PAGE »
ART | CRITIQUE

The Devil’s Fidelity

PCamille Fallen
@17 Fév 2012

«The devil, had he fidelity, would be the finest friend» commence le poème d’Emily Dickinson. Il serait même divin, écrit-elle. Comme si le diable devait être fidèle, l’exposition «The Devil’s Fidelity», qui présente six jeunes artistes internationaux, s’annonce donc sous le signe d’une amitié et d’une divinité bien peu ordinaires.

Quand du grec diabolos au latin diabolus, le terme signifie étymologiquement «diviser», diable veut alors dire ce qui sépare tout ce qui, peut-être, n’aurait pas dû l’être: l’apparence de la vérité, l’homme de la femme, le temps passé du temps présent, etc. De Tim Lee à Mark Soo, de Mai-Thu Perret à Cyprien Gaillard, la fidélité démoniaque se manifesterait donc parfois ici dans la marque, la scansion ou la morsure d’une coupure, en deux, en trois, en quatre ou en cinq de certaines des œuvres présentées, à commencer par celles de Tim Lee.

String Quartet. Opus 1., Glenn Gould, 1955 (2010) — titre du seul morceau composé par Glenn Gould, un quatuor à cordes pour violons, alto et violoncelle —, présente ainsi sur quatre écrans vidéos et sous différents angles Tim Lee en train de jouer des quatre instruments, alors qu’en réalité il ne s’agit que de faux semblants résultant du montage.
Solo, Merce Cunningham, 1953 (2010) poursuit également dans cette voie puisque deux photographies reproduisent une posture et une photographie de 1953 de Merce Cunningham, réinterprétation pour laquelle, contrairement au danseur chorégraphe, il aura fallu à Tim Lee deux temps et deux prises (l’une pour le haut du corps, l’autre pour les pieds sur demi-pointes et les mains tendues), visibles dans la dissociation des mouvements en deux cadres.

De son côté, Mark Soo, jeune artiste de Vancouver comme Tim Lee, reprend par deux fois ici le thème du cercle. D’une part, avec sa vidéo récente Several Circles, d’autre part, avec sa pièce No Good Time (Seconds), 2008, horloge dont le cadran lui-même se met parfois à tourner.
Juxtaposition de deux films sur fond de musique techno de Detroit, Several Circles montre sur la première vidéo un bateau à vapeur évoquant le Mississipi de Marc Twain filmé depuis une voiture roulant le long du fleuve, voiture apparaissant elle-même sur la seconde vidéo, simultanément filmée depuis le bateau.
De la vapeur à la combustion, témoin de la révolution industrielle, chaque film offre ainsi, en 35 mm, un point de vue sur une autre époque, tandis que l’ensemble, avant de recommencer, se clôt sur une pixellisation générale qui finit par noyer les deux écrans dans des tableaux picturaux et mouvants.

EXERCICES »
A - Les affirmations suivantes sont-elles conformes à la critique de l'exposition ? Répondez par oui ou par non, en citant les mots décisifs de la critique. (i) L'exposition réunit six jeunes artistes internationaux. (ii) Mark Soo est un jeune artiste de Montréal. (iii) Le quatuor à cordes est le seul morceau composé par Glenn Gould.
B - Recopiez les entrées en commençant au début et en terminant à la ligne qui contient « [[258, 66, 422, 242]] », incluse. Substituez « marked » à « flagged » et ne changez rien d'autre.

ENTRÉES DE DONNÉES »
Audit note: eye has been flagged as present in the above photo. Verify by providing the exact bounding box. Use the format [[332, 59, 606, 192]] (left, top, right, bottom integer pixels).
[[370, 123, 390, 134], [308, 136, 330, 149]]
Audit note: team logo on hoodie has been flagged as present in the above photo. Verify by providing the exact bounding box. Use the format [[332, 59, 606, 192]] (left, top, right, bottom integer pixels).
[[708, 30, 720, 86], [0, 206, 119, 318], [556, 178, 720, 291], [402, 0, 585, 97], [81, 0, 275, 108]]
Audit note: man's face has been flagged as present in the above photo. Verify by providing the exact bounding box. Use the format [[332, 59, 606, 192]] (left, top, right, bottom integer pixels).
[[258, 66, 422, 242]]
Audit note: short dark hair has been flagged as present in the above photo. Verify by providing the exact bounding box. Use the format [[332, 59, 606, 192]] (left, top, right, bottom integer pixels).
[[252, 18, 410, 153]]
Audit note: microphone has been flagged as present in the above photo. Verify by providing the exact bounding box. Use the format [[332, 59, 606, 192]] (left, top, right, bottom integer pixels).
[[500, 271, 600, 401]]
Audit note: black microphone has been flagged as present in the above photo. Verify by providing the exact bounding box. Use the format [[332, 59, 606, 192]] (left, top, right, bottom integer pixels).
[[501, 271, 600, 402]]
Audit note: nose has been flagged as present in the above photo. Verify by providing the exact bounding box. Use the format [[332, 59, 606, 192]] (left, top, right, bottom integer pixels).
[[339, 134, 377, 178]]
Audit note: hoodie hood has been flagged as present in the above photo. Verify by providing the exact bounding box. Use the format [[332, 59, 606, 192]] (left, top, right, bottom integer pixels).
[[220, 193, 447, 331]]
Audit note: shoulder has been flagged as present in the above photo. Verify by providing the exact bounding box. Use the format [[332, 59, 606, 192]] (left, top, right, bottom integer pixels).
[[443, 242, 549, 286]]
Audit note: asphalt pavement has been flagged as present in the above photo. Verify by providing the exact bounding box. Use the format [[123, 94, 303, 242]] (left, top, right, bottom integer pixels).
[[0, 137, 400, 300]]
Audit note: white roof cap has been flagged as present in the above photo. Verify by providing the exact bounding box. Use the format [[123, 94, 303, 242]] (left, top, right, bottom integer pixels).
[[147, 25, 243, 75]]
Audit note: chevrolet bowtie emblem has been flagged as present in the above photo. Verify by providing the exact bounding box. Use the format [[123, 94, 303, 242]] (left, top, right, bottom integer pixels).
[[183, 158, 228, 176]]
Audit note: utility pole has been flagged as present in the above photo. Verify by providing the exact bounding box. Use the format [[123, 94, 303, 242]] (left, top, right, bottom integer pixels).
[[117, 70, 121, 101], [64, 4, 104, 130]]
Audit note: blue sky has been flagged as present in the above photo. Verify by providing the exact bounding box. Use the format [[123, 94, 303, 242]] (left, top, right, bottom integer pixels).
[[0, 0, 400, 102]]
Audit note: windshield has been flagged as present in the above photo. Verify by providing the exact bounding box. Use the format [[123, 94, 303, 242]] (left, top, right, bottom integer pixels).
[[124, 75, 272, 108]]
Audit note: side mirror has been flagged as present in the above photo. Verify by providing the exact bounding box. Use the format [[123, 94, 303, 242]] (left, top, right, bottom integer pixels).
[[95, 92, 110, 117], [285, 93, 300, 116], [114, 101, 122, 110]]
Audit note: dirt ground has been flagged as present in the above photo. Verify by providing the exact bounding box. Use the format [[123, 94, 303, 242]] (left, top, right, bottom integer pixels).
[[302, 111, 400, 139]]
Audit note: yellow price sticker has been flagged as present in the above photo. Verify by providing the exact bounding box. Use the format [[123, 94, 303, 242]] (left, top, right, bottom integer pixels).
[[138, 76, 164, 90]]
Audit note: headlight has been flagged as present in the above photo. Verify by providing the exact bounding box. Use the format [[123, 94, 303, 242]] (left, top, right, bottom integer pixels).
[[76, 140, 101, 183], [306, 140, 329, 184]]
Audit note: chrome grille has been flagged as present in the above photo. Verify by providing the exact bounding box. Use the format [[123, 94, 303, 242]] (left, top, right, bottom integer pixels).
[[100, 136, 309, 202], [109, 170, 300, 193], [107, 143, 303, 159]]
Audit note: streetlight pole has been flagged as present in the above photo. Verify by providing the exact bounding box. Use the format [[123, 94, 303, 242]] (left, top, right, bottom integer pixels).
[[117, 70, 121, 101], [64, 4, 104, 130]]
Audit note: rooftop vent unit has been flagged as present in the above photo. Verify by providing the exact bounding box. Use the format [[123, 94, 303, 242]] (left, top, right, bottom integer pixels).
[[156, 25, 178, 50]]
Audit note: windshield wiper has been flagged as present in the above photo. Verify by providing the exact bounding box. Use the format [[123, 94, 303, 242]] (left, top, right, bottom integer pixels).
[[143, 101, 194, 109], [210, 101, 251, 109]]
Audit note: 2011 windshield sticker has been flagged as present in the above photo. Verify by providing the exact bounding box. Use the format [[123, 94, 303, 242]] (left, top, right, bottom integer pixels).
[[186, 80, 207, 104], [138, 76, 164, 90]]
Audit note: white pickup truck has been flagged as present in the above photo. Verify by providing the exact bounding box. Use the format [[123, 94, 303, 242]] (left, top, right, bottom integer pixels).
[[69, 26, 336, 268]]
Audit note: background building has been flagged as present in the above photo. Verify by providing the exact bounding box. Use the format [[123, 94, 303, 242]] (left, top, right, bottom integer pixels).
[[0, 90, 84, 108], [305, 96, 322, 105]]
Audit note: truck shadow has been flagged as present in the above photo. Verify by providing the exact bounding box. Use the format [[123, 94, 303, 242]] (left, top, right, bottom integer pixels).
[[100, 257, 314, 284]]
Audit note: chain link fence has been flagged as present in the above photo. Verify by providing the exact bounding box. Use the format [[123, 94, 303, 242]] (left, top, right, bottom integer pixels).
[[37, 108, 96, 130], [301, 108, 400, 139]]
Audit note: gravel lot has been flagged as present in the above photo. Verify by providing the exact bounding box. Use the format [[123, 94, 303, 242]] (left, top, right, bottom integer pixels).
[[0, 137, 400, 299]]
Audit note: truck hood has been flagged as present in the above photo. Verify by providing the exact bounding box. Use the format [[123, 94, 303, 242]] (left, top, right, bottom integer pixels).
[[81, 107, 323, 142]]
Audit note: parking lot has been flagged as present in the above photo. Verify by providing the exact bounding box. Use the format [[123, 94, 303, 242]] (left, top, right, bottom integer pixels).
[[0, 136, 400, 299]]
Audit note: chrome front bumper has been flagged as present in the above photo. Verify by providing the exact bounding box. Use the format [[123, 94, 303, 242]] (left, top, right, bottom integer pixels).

CORRIGÉS DÉTAILLÉS »
A -
(i) Oui : « qui présente six jeunes artistes internationaux ».
(ii) Non : « Mark Soo, jeune artiste de Vancouver comme Tim Lee ».
(iii) Oui : « titre du seul morceau composé par Glenn Gould ».

B -
Audit note: eye has been marked as present in the above photo. Verify by providing the exact bounding box. Use the format [[332, 59, 606, 192]] (left, top, right, bottom integer pixels).
[[370, 123, 390, 134], [308, 136, 330, 149]]
Audit note: team logo on hoodie has been marked as present in the above photo. Verify by providing the exact bounding box. Use the format [[332, 59, 606, 192]] (left, top, right, bottom integer pixels).
[[708, 30, 720, 86], [0, 206, 119, 318], [556, 178, 720, 291], [402, 0, 585, 97], [81, 0, 275, 108]]
Audit note: man's face has been marked as present in the above photo. Verify by providing the exact bounding box. Use the format [[332, 59, 606, 192]] (left, top, right, bottom integer pixels).
[[258, 66, 422, 242]]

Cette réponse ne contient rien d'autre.